*Extrait*.
○ ○ ○ ○ ○
La philosophie avait été plus spéculative avec Socrate et Platon, plus expérimentale avec Aristote. Le Stagirite donnait bien à la science de l’être l’importance qu’elle a gardée, même son nom de métaphysique, et il y trouvait l’unité divine ; mais, en mettant dans la nature une puissance spontanée et en éloignant de Dieu tout élément naturel, il semblait qu’il lui refusât le gouvernement du monde ; enfin il détruisait un des ressorts les plus actifs de la responsabilité morale, lorsqu’il n’accordait à l’âme l’immortalité qu’a la condition de perdre la mémoire. Préoccupé des nécessités qu’impose la condition humaine, il faisait entrer dans les idées de vertu et de bonheur des éléments dont Platon avait tenu peu de compte, et il paraissait placer moins haut l’idéal moral. En réalité, il le mettait plus à la portée des hommes, et sa théorie de l’utile eût été sans danger[20], s’il n’en avait déduit la légitimité de l’esclavage[21]. Ce n’était donc pas à lui qu’on pouvait demander ce qu’il fallait croire ; il n’enseignait que ce qu’on devait apprendre ; il était l’homme de la science, comme Platon, son maître, sera celui de la foi. Ces deux puissants esprits, qui avaient ouvert la double voie où nous marchons encore, sont les deux adversaires immortels qui se disputent l’humanité ; mais Rome ne connaîtra rien de ces grands combats.
○ ○ ○ ○ ○
*Données extraites d’une collection*.
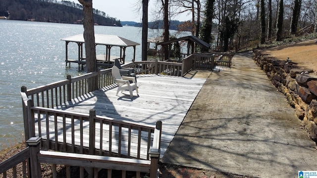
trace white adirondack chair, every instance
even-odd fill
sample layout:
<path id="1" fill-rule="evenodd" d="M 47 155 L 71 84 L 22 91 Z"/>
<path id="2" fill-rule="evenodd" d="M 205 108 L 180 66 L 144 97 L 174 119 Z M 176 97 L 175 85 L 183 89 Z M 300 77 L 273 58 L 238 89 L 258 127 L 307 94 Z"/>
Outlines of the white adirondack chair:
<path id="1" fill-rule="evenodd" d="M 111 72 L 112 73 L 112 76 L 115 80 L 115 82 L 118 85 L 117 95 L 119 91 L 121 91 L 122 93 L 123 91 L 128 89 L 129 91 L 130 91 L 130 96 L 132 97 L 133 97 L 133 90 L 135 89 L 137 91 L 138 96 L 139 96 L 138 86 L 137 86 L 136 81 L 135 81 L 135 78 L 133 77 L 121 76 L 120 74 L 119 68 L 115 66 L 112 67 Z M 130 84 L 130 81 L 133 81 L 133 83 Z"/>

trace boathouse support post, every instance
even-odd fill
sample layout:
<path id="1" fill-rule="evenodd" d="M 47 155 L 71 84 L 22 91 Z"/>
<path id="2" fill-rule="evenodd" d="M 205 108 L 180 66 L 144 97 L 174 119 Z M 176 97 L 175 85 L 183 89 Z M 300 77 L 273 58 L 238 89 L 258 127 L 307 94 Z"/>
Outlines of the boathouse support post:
○ ○ ○ ○ ○
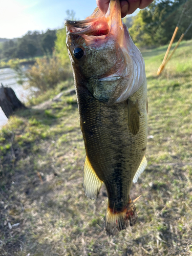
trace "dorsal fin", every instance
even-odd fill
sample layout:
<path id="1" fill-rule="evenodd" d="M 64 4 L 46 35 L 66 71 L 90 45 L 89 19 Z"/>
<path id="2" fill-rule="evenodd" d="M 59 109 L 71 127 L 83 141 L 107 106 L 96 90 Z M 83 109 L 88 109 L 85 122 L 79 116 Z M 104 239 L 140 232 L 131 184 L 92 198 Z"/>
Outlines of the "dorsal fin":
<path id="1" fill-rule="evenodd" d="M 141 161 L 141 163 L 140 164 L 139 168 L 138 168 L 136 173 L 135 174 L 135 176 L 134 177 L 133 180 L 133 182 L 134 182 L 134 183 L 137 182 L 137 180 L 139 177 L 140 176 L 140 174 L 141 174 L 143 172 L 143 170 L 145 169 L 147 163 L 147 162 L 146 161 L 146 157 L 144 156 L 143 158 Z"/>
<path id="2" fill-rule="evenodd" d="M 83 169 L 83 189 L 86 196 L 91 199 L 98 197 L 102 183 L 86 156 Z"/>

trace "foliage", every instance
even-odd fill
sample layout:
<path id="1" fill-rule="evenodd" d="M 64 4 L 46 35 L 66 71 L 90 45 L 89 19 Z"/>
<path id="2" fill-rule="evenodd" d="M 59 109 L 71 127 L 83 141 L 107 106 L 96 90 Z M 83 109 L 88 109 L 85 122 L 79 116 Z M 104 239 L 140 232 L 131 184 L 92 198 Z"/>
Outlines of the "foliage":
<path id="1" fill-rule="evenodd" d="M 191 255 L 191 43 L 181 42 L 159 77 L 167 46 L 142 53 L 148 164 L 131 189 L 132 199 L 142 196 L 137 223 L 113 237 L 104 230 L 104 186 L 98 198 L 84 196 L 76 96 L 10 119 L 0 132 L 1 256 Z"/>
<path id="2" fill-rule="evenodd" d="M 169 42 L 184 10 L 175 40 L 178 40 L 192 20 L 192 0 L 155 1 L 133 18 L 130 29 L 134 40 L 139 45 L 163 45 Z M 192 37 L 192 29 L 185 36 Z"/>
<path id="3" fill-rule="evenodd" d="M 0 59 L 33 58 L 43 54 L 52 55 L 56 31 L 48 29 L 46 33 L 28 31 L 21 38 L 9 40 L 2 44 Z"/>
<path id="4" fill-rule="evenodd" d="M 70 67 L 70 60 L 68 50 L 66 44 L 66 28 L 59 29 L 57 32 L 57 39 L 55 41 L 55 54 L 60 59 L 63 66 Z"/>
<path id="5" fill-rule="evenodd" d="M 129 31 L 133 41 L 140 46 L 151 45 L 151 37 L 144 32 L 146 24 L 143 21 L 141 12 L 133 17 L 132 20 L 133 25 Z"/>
○ ○ ○ ○ ○
*Consigne écrite*.
Pour chacune des affirmations (a), (b) et (c) ci-dessous, dites si elle concorde avec l’extrait sur Aristote et Platon, en répondant par oui ou par non et en citant mot pour mot les termes décisifs du texte.
(a) Aristote a tiré de sa théorie de l’utile la légitimité de l’esclavage.
(b) Platon est présenté comme l’homme de la science.
(c) Rome prendra part aux grands combats entre ces deux esprits.

*Réponse attendue*.
(a) Oui : « s’il n’en avait déduit la légitimité de l’esclavage ».
(b) Non : « il était l’homme de la science, comme Platon, son maître, sera celui de la foi ».
(c) Non : « mais Rome ne connaîtra rien de ces grands combats ».